▶ TASK OBJECTIVE:
Reproduce the listing below word for word, line by line. Leave out the picture.

▶ MATERIAL SHOWN:
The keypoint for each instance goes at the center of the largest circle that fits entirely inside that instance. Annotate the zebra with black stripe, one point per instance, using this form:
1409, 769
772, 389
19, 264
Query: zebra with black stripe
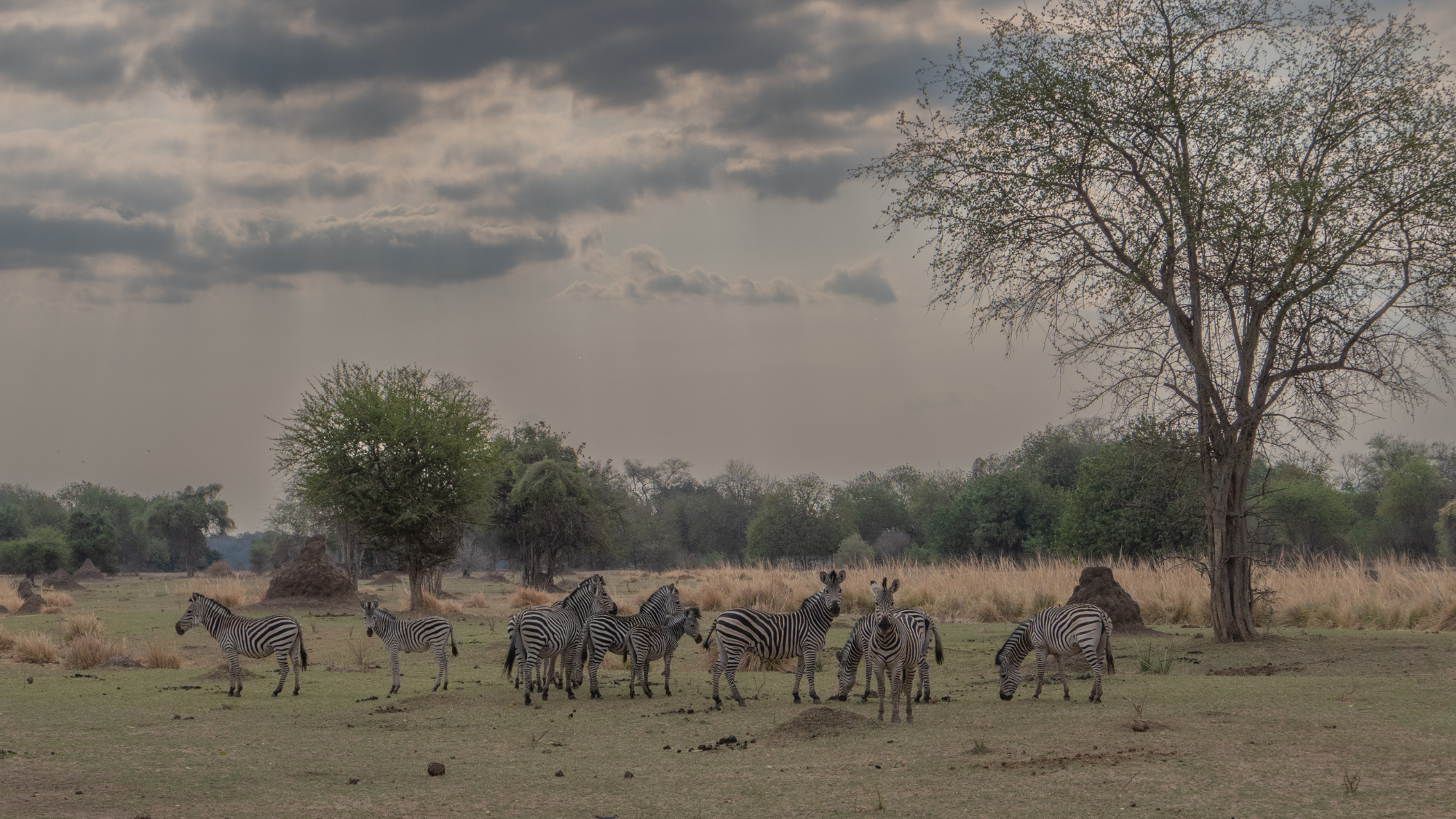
411, 636
251, 637
858, 640
609, 633
558, 631
650, 641
893, 647
777, 636
1059, 631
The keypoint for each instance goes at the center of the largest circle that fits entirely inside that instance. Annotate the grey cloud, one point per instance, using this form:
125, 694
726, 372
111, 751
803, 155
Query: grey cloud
81, 62
864, 280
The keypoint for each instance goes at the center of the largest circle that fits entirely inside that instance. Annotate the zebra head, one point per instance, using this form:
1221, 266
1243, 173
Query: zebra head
832, 592
199, 608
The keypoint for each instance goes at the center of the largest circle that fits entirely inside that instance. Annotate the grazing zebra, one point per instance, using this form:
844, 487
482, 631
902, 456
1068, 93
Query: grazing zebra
411, 636
251, 637
777, 636
854, 650
893, 646
558, 631
609, 633
1059, 631
649, 641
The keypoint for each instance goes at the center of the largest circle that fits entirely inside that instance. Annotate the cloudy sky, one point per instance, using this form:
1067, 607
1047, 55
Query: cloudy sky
630, 219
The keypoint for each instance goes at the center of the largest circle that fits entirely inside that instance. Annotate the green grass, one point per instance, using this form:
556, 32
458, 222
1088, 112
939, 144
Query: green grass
1342, 704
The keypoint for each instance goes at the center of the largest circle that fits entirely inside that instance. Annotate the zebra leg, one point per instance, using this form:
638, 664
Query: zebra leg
810, 660
283, 669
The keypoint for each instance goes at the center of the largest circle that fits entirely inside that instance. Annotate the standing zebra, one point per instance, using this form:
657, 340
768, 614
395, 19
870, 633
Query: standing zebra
893, 646
650, 641
558, 631
854, 650
1059, 631
251, 637
411, 636
609, 633
777, 636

▶ ANSWER TO THE TASK:
The keypoint for each instance goes at the center of the largest circle that fits entirely inside that instance. Annotate the zebra with black stripe, one point per instance, using this form:
1409, 769
772, 389
19, 264
Query: zebra with black stripe
411, 636
251, 637
858, 640
609, 633
558, 631
650, 641
893, 647
777, 636
1059, 631
The keypoint for each instance goes at the center of the largest circle that fits entirely inside that instance. Annotate the grey cloud, one point per instance, using this form:
125, 694
726, 372
111, 751
803, 155
Query: grey cloud
81, 62
864, 280
The keypoint for each instance goes at the center of the largest circle that fits entirely inside that instance. Annotate the zebra head, one point per instance, using this form:
1221, 266
1243, 173
Query: zebra head
832, 592
199, 608
The keypoint for each instance goes at the center of the largest circle that fits entirely inside that instance. Annotate the grazing zebra, one point per instance, using this form:
844, 487
482, 631
902, 456
1068, 93
Query: grazing zebra
411, 636
251, 637
777, 636
854, 650
893, 646
558, 631
609, 633
1059, 631
649, 641
The keypoint for each instance goes at the center of the largest circle that fits entirely inside that instance. Annotate the cloudy sky, one point per instance, using this form:
1067, 607
1047, 55
Query: cloudy sky
630, 219
The keypoint for each instance goes at the center of the largest circle that fits entirely inside that instance. Annotate the green grass, one point per instance, using this form:
556, 32
458, 222
1088, 112
939, 144
Query: green grass
1342, 704
The keypoint for each instance goes at the center of the largest circle that fits entirely inside that instance. Annotate the zebra leg, one point per instance, using this form:
638, 664
Query: zebra leg
810, 660
283, 669
The keypoint for each instance goes at the center of the largest circle that fits entirely inside that instance. Annotate the standing zebra, one point per instance, using this form:
657, 340
768, 614
395, 19
870, 633
Query: standing zebra
893, 646
650, 641
558, 631
854, 650
1059, 631
251, 637
411, 636
609, 633
777, 636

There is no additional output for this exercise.